_Compiti richiesti_
1 > Nel brano citato, in che anno e in quale paese il termine "consenso informato" entrò nel lessico legale?
2 > Indica se ciascuna affermazione concorda con il brano citato, rispondendo sì o no e riportando le parole decisive del testo.
(a) Il termine "consenso informato" ha iniziato a diffondersi con la Dichiarazione di Ginevra.
(b) Il termine "consenso informato" ha lo stesso significato in tutte le legislazioni nazionali.
(c) Secondo la vecchia versione del Codice Deontologico, una prognosi grave non rivelata al malato doveva essere comunicata ai congiunti.

_Brano citato_
= = =

Categoria : medicina_legale
Data : 28 aprile 2013
Autore : admin

Intestazione :

Un evento purtroppo molto frequente in cui si imbatte il medico, e’ la necessita’ di comunicare una “cattiva notizia” al proprio paziente. La cosa e’ particolarmente difficile e drammatica allorche’ si tratti di comunicare una malattia particolarmente grave e una prognosi infausta o la necessita’ di intraprendere percorsi terapeutici particolarmente difficili o di esisto incerto. E’ comprensibile la difficolta’ del sanitario, combattuto tra il “dire” e il “non dire”, con la tendenza ad evitare questo difficilissimo compito magari cercando intermediari (familiari del paziente, ad es.) o addirittura nascondendo la verita’ dietro affermazioni vaghe, elusive o perfino menzognere.
Una panoramica delle norme e delle tendenze attuali.



Testo :

Due parole di storia

Guardandoci indietro (e i piu’ anziani di noi lo ricorderanno) il primo modello di relazione medico-paziente vigente fino oltre la meta’ del 1900 fu quello improntato sul “principio di beneficialita’”, basato essenzialmente su alcuni concetti che si fanno risalire addirittura ad Ippocrate: la medicina deve farsi carico del paziente nella sua globalita’, il dovere del medico è sollevare il paziente dalla malattia, dalla sofferenza e dall’ingiustizia. Questa dottrina fu di ispirazione per la maggior parte dei codici deontologici (nel 1989 la vecchia versione del Codice Deontologico prevedeva che "Il medico potrà valutare, segnatamente in rapporto con la reattività del paziente, l’opportunità di non rivelare al malato o di attenuare una prognosi grave o infausta, nel qual caso questa dovrà essere comunicata ai congiunti.". ) giustificando quindi che, in difesa del miglior interesse del paziente, si potesse in certe circostanze tacere la verita’. E’ quella visione che poi fu definita come "paternalismo medico".
Ma ora, come regolarsi? Sono ancora valide tali regole?

Nella seconda meta’ del 1900 ha cominciato a diffondersi la dottrina del “consenso informato”. Tale termine, derivato dall’inglese informed consent ha iniziato a diffondersi con la Dichiarazione di Ginevra (1948) ed entrò nel lessico legale solo nel 1957 negli Stati Uniti. Malgrado i numerosi pronunciamenti etici, sanitari e legali, il termine "consenso informato" non ha significato univoco nelle diverse legislazioni nazionali e si e’ diffusa in tempi e modalita’ diverse.
Uno degli aspetti fondamentali del Consenso Informato, addirittura il fondamento del concetto stesso e’ l’ obbligo di una completa, esauriente e comprensibile informazione data dal medico a cui poi conseguono tutte le altre decisioni.

L’ evoluzione etico-normativa e i casi concreti

Spesso sono i familiari, riferendo di una particolare “fragilita’” del congiunto, a chiedere al medico che il paziente non venga informato. E spesso il paziente, pur conscio dei propri disturbi, tende a negarli assumendo un atteggiamento di rifiuto.
In assenza quindi di una esplicita richiesta di “sapere” da parte del paziente, quanto e’ giusto “forzarlo” all’ informazione?

= = =

_Materiale di studio_
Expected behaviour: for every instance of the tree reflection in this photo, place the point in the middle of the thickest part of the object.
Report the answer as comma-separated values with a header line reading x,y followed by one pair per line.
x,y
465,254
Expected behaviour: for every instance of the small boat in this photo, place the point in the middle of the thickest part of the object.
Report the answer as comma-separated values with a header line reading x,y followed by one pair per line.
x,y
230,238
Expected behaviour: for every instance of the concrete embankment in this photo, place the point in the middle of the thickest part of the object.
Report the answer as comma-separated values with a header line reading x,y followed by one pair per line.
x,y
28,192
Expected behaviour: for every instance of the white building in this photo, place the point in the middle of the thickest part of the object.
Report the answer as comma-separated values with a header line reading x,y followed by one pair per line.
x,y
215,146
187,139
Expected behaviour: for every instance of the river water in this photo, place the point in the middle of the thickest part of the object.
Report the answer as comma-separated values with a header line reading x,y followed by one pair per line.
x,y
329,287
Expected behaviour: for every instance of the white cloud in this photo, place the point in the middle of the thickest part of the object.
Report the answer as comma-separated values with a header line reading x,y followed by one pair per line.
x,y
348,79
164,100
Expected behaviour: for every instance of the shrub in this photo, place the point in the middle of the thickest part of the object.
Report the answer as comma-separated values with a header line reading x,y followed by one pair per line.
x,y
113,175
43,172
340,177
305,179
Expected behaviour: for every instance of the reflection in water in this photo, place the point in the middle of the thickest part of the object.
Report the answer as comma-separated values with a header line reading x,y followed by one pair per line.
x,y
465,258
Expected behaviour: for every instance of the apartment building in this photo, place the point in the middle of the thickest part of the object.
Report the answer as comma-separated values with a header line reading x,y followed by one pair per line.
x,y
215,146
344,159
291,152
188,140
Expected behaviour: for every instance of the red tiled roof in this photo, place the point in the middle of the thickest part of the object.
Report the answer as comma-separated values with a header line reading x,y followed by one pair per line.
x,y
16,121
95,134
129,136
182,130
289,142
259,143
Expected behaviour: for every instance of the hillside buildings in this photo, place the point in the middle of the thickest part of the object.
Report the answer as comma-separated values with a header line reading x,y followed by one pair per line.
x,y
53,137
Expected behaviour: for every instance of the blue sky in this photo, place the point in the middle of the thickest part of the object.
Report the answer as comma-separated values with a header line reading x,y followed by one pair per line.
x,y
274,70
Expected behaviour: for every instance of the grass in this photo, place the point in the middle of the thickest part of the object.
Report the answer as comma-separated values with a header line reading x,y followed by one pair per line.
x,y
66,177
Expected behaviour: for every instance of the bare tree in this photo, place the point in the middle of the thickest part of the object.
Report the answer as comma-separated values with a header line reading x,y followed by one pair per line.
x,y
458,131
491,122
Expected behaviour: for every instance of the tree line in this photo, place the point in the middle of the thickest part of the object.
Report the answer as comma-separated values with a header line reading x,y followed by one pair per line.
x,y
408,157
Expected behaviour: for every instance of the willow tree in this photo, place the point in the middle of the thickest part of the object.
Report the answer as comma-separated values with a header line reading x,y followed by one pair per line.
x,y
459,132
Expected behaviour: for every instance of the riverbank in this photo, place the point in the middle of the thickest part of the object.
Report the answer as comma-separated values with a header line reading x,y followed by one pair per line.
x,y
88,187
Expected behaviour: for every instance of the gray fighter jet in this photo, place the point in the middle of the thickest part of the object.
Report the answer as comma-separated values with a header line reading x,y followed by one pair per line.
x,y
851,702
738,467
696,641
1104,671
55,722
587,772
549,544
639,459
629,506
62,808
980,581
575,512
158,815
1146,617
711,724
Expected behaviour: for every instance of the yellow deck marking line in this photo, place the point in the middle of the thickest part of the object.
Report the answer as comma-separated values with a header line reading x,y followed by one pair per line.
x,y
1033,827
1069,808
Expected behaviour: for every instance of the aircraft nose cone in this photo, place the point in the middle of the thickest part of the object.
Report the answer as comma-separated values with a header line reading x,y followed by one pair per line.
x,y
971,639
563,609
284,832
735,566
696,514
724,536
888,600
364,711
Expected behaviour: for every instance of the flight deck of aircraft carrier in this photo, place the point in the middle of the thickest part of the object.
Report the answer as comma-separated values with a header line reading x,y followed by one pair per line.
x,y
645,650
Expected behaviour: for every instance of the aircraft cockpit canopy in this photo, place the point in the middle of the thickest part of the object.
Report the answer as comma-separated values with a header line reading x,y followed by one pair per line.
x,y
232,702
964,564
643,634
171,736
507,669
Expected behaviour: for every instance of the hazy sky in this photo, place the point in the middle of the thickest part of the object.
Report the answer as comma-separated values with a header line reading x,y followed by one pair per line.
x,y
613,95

= = =

_Risultati_
1 > Nel 1957, negli Stati Uniti.

2 >
(a) Sì: "ha iniziato a diffondersi con la Dichiarazione di Ginevra (1948)".
(b) No: "non ha significato univoco nelle diverse legislazioni nazionali".
(c) Sì: "nel qual caso questa dovrà essere comunicata ai congiunti".